• **Yang Perlu Dikerjakan**:
1. Dalam teks tentang pandangan para filsuf mengenai manusia, apa sebutan Aristoteles bagi manusia sebagai makhluk sosial?
2. Sambung teks tentang pandangan para filsuf mengenai manusia, mulai setelah kalimat terakhirnya.

• **Dokumen**:
-------------------------
#10 Pandangan Para Filsuf

Credit: Pinterest

Aristoteles, seorang ahli filsafat Yunani percaya bahwa manusia adalah makhluk sosial atau biasa ia sebut Zoon Politicon. Menurut dia, manusia dikodratkan untuk hidup bermasyarakat dan berinteraksi satu sama lain. Itulah yang menjadi pembeda manusia dengan hewan. Dengan kata lain, manusia memiliki keinginan untuk hidup bersama. Saya rasa semua orang paham dengan konsep ini. Kenyataannya kita semua bertemu dan berhubungan dengan manusia lainnya. Hari kita berjalan dengan terus terkoneksi orang lain. 

Dari sudut ruangan ini Adam Smith ikut bicara, dia bilang bahwa manusia adalah Homo Economicus. Manusia memiliki kebutuhan beragam dan tidak pernah merasa puas. Inilah mengapa manusia pada dasarnya memiliki ambisi dan sifat selalu ingin memperbaiki kualitas dalam hidupnya. Benar juga ya?
-------------------------
• **Data yang Diberikan**:
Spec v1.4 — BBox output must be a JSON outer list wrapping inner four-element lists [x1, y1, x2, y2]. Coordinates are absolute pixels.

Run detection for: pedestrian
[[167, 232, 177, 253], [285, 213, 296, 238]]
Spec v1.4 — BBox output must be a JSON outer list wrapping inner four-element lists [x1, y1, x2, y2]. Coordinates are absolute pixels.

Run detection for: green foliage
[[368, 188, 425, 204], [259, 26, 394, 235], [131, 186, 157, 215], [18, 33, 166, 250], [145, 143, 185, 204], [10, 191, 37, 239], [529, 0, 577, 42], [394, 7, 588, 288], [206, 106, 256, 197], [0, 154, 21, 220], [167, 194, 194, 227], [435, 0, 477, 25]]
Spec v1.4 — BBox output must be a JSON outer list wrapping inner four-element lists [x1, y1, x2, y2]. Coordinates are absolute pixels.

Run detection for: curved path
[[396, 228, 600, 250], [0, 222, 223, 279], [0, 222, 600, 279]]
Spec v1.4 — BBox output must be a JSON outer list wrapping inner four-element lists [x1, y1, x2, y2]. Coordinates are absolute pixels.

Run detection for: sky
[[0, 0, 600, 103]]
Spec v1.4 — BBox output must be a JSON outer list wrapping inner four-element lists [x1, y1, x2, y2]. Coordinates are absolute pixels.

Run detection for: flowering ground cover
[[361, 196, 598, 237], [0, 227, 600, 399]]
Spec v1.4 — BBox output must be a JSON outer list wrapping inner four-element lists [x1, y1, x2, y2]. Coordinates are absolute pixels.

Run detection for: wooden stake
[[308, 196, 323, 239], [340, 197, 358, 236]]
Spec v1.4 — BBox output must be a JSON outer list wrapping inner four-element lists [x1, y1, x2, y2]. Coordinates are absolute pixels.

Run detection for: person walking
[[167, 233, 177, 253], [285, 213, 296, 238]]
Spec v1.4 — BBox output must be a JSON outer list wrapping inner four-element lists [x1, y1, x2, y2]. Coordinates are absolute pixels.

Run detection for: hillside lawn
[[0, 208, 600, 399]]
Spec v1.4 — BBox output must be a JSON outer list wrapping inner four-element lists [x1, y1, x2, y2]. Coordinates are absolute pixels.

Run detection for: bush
-------------------------
• **Soal Terselesaikan**:
1. Zoon Politicon.

2.
Adam Smith ini kalau diajak Aristoteles untuk nongkrong bareng pasti maunya di cafe-cafe yang wi-fi-nya super kenceng, dengan musik selaw, hidangan dan kopi yang ajib, serta pelayanan cafe yg menyenangkan dengan harga bersahabat. Padahal Aristoteles sebenarnya lebih butuh ngobrol santai dan ketawa bareng-bareng aja. Hmmm... Homo Economicus-nya Adam Smith ini singkatnya menyebut bahwa manusia adalah makhluk yang "nggak mau rugi banget". *dikeplak*

Tunggu dulu! Thomas Hobbes ternyata masih keukeuh dengan Homo Homini Lupus-nya. Dia bilang situasi masyarakat sekarang ini diwarnai oleh persaingan dan peperangan. Siapa pun bisa jadi musuh. Ya, manusia adalah serigala bagi manusia lain. Demi tercapainya tujuan, manusia akan terus berjuang melawan persaingan apapun. Pendapat Hobbes ini memang telah banyak contohnya. Saya jadi ingat kisah Habil dan Qabil para putra Nabi Adam a.s. 

Baiklah, kita biarkan para filsuf ini ngopi bareng. Ini pasti akan sangat menarik.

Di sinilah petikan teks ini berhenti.